### Work task
Your output must hold every entry exactly as written and none of the pictures.

Segment Start: Available records

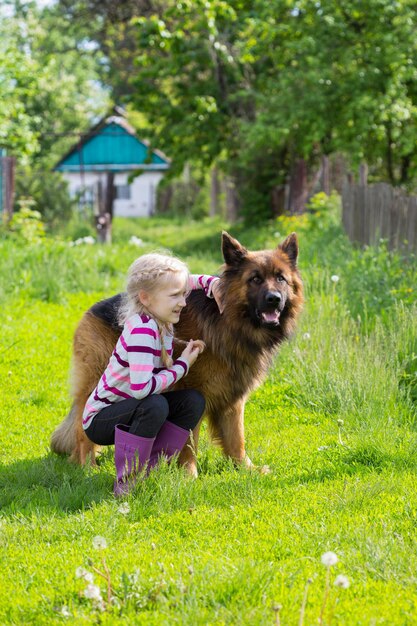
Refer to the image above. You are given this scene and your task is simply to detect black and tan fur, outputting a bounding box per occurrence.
[51,232,303,476]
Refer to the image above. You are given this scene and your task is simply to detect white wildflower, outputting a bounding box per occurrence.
[303,332,311,340]
[321,551,338,566]
[92,535,107,550]
[84,584,103,601]
[129,235,144,247]
[70,236,95,246]
[334,574,350,588]
[60,606,71,617]
[118,502,130,515]
[75,567,93,583]
[273,231,281,238]
[331,274,340,283]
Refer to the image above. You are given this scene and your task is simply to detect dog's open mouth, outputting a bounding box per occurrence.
[256,309,281,325]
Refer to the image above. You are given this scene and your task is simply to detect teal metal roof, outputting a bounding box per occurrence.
[55,118,169,172]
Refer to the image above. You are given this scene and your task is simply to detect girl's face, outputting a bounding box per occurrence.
[139,272,188,325]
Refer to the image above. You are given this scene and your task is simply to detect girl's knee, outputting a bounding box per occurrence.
[145,394,169,419]
[132,394,169,433]
[186,389,206,420]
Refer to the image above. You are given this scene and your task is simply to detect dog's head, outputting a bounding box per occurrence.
[220,231,303,331]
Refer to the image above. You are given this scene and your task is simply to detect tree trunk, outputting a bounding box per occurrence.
[271,185,287,217]
[225,175,239,222]
[210,165,220,217]
[288,158,308,214]
[322,155,330,195]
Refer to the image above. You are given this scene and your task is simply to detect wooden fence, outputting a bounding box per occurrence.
[342,181,417,253]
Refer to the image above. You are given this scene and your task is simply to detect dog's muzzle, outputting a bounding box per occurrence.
[256,291,283,326]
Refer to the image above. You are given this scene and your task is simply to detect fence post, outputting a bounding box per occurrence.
[359,163,368,186]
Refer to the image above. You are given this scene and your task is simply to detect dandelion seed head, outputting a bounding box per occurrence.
[75,566,93,583]
[321,551,338,566]
[92,535,107,550]
[303,332,311,340]
[84,584,102,601]
[331,274,340,283]
[118,502,130,515]
[334,574,350,588]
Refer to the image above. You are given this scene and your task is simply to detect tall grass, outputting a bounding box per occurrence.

Segment End: Available records

### Solution to the problem
Refer to the image above. You are given this scene and your task is simply to detect black and tan fur, outputting a bounding box per occurrence.
[51,232,303,476]
Refer to the image above. You are given this scene and your task is simply to detect white wildflower, outputting a bounding box per occurrence.
[303,332,311,340]
[321,551,338,566]
[92,535,107,550]
[84,584,103,601]
[129,235,144,247]
[70,236,95,246]
[334,574,350,588]
[60,606,71,617]
[118,502,130,515]
[75,567,93,583]
[273,231,281,238]
[331,274,340,283]
Refer to the image above. You are given this scene and your task is simply to detect dog's open mouth, outputting a bounding box per occurrence.
[256,309,281,325]
Refer to the image above. You are given this scene and your task is simply to detect teal metal roof, outputting a bounding box per occurrence.
[55,118,169,172]
Refer to the image above. You are given this scene and your task is simply to detect girl's face, outputting a bounding box per occurrence.
[139,272,188,325]
Refer to the image above. You are given this scene and your task is simply to detect girl's knee, outputting a bounding box per occurrence.
[145,394,169,419]
[132,394,169,433]
[186,389,206,420]
Refer to the image above. You are given this scene and your task is simply to detect dog's head, outputting a bounding box per occurrence.
[220,231,303,331]
Refer to the image above. You are given this scene and your task is simply to detect tree trunk, outputting a bounding box per occurrence.
[271,185,287,217]
[225,175,239,222]
[210,165,220,217]
[288,158,308,214]
[322,155,330,195]
Refer to the image above. You are given this scene and your task is simply to detect wooden fence, outputting a bounding box per occurrence.
[342,181,417,253]
Refer to the image above. You are given this scene and your task is simply to detect dog's muzzle, outputting a bounding box per occurrence.
[256,291,283,326]
Refer to the image above. You are given this scene and your task is simply to detect fence post, outputting a bounding box per occurrence.
[359,163,368,186]
Refer to the image above. You are given this scene and your task is simply to detect dandelion seed head, outputting a bounding box per occurrence.
[75,566,93,583]
[321,551,338,566]
[92,535,107,550]
[303,332,311,340]
[84,584,102,601]
[331,274,340,283]
[118,502,130,515]
[334,574,350,588]
Refer to the image above. You are given this scene and your task is simply to detect tall grass, outputting a bounding box per occurrence.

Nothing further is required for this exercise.